* START *

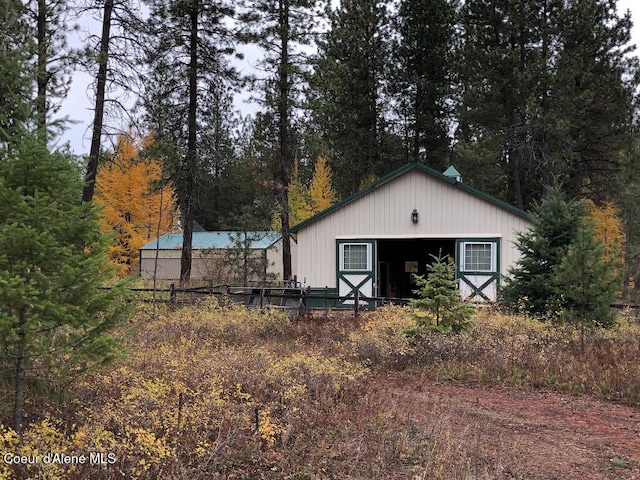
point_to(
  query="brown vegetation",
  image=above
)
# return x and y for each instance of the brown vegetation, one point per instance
(222, 392)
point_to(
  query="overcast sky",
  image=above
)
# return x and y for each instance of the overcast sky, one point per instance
(78, 108)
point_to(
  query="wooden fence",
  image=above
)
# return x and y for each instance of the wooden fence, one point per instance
(289, 297)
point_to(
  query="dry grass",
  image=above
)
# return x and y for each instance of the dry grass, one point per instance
(222, 392)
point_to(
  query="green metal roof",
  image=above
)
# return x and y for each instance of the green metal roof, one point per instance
(216, 240)
(400, 171)
(451, 172)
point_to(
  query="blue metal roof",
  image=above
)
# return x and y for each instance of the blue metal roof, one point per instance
(216, 240)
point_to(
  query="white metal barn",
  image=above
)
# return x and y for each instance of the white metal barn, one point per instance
(375, 239)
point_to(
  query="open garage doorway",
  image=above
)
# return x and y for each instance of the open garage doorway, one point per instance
(398, 259)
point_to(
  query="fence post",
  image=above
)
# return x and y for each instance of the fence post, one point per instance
(356, 306)
(172, 294)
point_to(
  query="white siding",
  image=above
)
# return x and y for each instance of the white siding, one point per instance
(445, 211)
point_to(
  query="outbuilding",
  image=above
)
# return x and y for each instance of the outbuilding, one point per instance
(220, 256)
(374, 240)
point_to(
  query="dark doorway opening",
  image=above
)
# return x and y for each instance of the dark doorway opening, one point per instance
(398, 259)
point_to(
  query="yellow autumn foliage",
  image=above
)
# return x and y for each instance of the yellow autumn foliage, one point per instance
(133, 209)
(608, 227)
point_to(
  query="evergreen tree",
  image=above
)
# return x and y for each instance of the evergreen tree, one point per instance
(627, 195)
(440, 298)
(546, 90)
(282, 29)
(422, 78)
(53, 58)
(349, 73)
(187, 43)
(586, 282)
(55, 318)
(532, 284)
(15, 72)
(113, 58)
(593, 92)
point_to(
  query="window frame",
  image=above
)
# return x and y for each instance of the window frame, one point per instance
(368, 253)
(493, 260)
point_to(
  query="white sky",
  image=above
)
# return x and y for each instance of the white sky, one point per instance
(78, 107)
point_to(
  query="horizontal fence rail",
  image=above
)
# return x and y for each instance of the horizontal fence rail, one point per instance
(288, 297)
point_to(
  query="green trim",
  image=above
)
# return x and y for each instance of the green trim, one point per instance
(398, 172)
(369, 274)
(475, 291)
(494, 276)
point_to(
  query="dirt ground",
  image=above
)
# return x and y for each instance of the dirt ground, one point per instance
(531, 434)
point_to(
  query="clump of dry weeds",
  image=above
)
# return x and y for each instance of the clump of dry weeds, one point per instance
(212, 391)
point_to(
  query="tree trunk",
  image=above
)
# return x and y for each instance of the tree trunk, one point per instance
(283, 127)
(41, 75)
(190, 160)
(19, 381)
(96, 136)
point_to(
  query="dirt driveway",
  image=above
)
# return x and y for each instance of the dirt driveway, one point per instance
(532, 434)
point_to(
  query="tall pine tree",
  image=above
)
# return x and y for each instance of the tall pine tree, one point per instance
(188, 40)
(422, 78)
(349, 73)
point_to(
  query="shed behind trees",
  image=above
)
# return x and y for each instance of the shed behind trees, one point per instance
(222, 257)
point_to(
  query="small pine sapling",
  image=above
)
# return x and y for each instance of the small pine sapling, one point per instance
(440, 299)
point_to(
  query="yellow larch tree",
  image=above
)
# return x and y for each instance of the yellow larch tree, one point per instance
(300, 202)
(134, 209)
(607, 227)
(321, 190)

* END *

(Objective) The entries above are to be returned exactly, without their pictures.

(Answer to the problem)
point_to(
  query="brown vegetation",
  image=above
)
# return x and y for each instance of the brown vegetation, one point per instance
(222, 392)
point_to(
  query="overcast sky",
  image=above
)
# return x and y for each instance of the overcast sky, one point per instance
(78, 108)
point_to(
  query="wooden fence",
  image=above
)
# return x and y for each instance of the wooden fence, one point per instance
(289, 297)
point_to(
  query="dry grass",
  image=above
)
# return x and y for each instance of the dry grass, one point per instance
(222, 392)
point_to(
  query="green metal roof",
  image=above
)
# return x and y for each instance of the green metal roof, one point per instance
(216, 240)
(400, 171)
(451, 172)
point_to(
  query="blue metal roof",
  image=above
)
# return x and y for each instance of the blue metal roof, one point per instance
(216, 240)
point_to(
  query="white metal barn",
  image=above
)
# return x and y for each instance of the white metal barn, one point per instance
(375, 239)
point_to(
  query="open garage doorway",
  image=above
)
# return x and y for each instance of the open garage doorway, one point per instance
(398, 259)
point_to(
  query="fence post",
  image=above
)
# return x and y for each instance of the fence post, one point per instance
(356, 306)
(172, 294)
point_to(
  query="white siding",
  image=above
)
# return x and y for each instance of the white siding, one point per instance
(445, 211)
point_to(
  query="outbuilding",
  image=above
)
# return x and y for each instance of the outbuilding, one point per instance
(220, 256)
(374, 240)
point_to(
  query="dark doorway opening",
  image=above
)
# return x and y for each instance of the dark doorway opening, one point per instance
(398, 259)
point_to(
  query="yellow autumn foliage",
  image=above
)
# return x and y for each instance of the yellow autumn foliage, one point per instance
(133, 209)
(608, 227)
point_to(
  query="evergreen tree",
  image=above
)
# return x and y for each instance of the evergreen tree, one point per instance
(627, 195)
(440, 298)
(546, 90)
(282, 29)
(422, 78)
(53, 58)
(349, 73)
(187, 43)
(586, 282)
(55, 318)
(532, 284)
(15, 72)
(113, 58)
(593, 92)
point_to(
  query="window frame",
  image=above
)
# return x and y for each instance of the window frame, one point per instance
(368, 253)
(493, 260)
point_to(
  query="white sky",
  image=above
)
# return x and y for each instance of the white sky, one point per instance
(78, 107)
point_to(
  query="horizontal fence rail",
  image=above
)
# return x and y for each instance of the horizontal fence rail, one point per instance
(288, 297)
point_to(
  query="green trim",
  image=above
)
# return x and y for each instance of the green trim, one point per instance
(398, 172)
(369, 274)
(475, 291)
(494, 276)
point_to(
  query="dirt ground",
  image=above
)
# return x and y for each instance of the dirt ground, one point per instance
(531, 434)
point_to(
  query="clump of dry weeds",
  image=above
)
# return x and y for each instance of the clump of dry weeds, one point per instance
(212, 391)
point_to(
  query="tree trunk",
  image=above
)
# return x and y for each instance of the tree trunk, one point per instance
(283, 127)
(41, 75)
(190, 160)
(19, 381)
(96, 136)
point_to(
  query="dirt driveway",
  image=above
)
# return x and y for each instance of the dirt driveway, one point per instance
(532, 434)
point_to(
  query="tall pine tree",
  image=above
)
# return x and y for each instance of the tall pine tree, one point per instance
(188, 40)
(422, 78)
(349, 73)
point_to(
  query="shed behind trees",
  image=above
)
# return x and y for each instance of the shed behind trees, one point per instance
(222, 257)
point_to(
  query="small pine sapling",
  image=above
)
# return x and y for each instance of the small pine sapling, one point per instance
(440, 299)
point_to(
  query="yellow larch tree",
  image=above
)
# return x and y for each instance of the yellow larch tree, one point per instance
(300, 202)
(134, 209)
(607, 227)
(321, 190)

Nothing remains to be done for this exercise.